▶ _GIVEN INFORMATION_
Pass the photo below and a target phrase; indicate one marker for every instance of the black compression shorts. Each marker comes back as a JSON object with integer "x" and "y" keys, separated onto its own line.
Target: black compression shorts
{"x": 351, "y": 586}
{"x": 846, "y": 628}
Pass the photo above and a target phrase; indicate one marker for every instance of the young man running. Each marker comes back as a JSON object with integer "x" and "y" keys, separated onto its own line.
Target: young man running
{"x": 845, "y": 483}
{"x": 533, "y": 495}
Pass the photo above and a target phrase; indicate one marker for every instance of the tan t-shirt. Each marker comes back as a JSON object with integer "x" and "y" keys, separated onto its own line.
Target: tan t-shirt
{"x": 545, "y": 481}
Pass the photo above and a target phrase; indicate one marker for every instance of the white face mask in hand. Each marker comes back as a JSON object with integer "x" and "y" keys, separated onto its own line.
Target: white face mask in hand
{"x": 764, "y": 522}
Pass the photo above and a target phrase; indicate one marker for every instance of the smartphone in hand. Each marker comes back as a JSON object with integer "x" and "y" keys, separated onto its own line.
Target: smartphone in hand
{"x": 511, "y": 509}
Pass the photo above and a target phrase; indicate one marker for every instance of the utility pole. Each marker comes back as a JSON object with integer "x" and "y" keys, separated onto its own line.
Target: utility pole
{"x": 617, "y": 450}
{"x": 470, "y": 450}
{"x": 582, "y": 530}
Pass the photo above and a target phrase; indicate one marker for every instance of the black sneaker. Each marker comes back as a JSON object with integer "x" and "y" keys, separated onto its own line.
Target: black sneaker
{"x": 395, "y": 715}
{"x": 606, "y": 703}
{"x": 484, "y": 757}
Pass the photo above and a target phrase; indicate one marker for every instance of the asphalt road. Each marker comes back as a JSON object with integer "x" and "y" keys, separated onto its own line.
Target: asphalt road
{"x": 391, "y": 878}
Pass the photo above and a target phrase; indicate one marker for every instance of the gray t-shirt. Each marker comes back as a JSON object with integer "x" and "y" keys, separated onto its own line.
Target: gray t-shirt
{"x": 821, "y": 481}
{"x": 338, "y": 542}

▶ _PROBLEM STATEMENT_
Quote every line from the line containing "Target: asphalt road" through the closing line of the listing, including both.

▶ _FINAL ANSWER_
Target: asphalt road
{"x": 391, "y": 878}
Pass the photo above and a target phrase; indicate one marker for every instance of the gray t-shirt. Each marker comes back as a JSON object with integer "x" and "y" keys, separated onto its own line.
Target: gray t-shirt
{"x": 821, "y": 481}
{"x": 338, "y": 542}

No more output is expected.